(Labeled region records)

━━━━━━

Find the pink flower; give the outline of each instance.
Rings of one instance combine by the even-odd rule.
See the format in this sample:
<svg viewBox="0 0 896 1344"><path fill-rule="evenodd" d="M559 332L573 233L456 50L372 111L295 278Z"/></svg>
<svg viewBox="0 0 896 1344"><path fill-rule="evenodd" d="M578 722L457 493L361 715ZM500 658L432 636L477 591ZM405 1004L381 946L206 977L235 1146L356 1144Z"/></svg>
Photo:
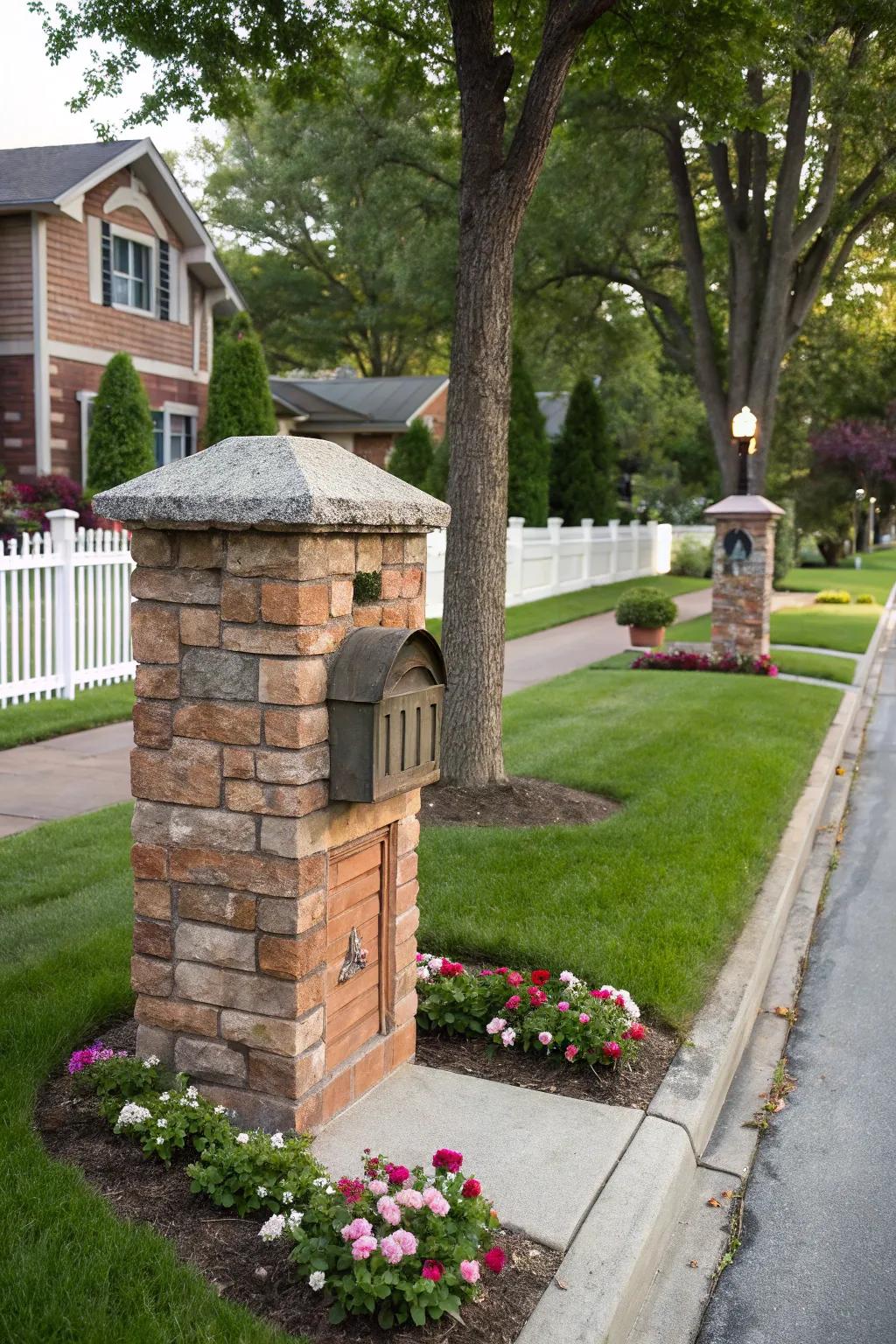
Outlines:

━━━━━━

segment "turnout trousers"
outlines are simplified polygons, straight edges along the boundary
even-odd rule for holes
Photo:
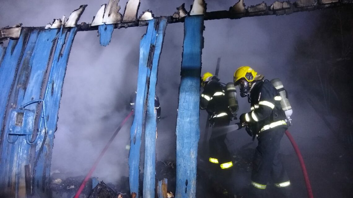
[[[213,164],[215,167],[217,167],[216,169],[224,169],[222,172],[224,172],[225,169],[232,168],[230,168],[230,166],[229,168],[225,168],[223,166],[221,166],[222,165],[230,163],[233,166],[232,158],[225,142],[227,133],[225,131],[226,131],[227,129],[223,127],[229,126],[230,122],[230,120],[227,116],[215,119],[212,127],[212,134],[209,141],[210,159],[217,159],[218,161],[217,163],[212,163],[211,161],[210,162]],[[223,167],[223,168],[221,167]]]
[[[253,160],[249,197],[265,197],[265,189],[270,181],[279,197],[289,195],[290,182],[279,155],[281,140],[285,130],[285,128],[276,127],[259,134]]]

━━━━━━

* _Aim_
Count how many lines of the data above contain the string "rule". Reply with the number alone.

* _The answer_
4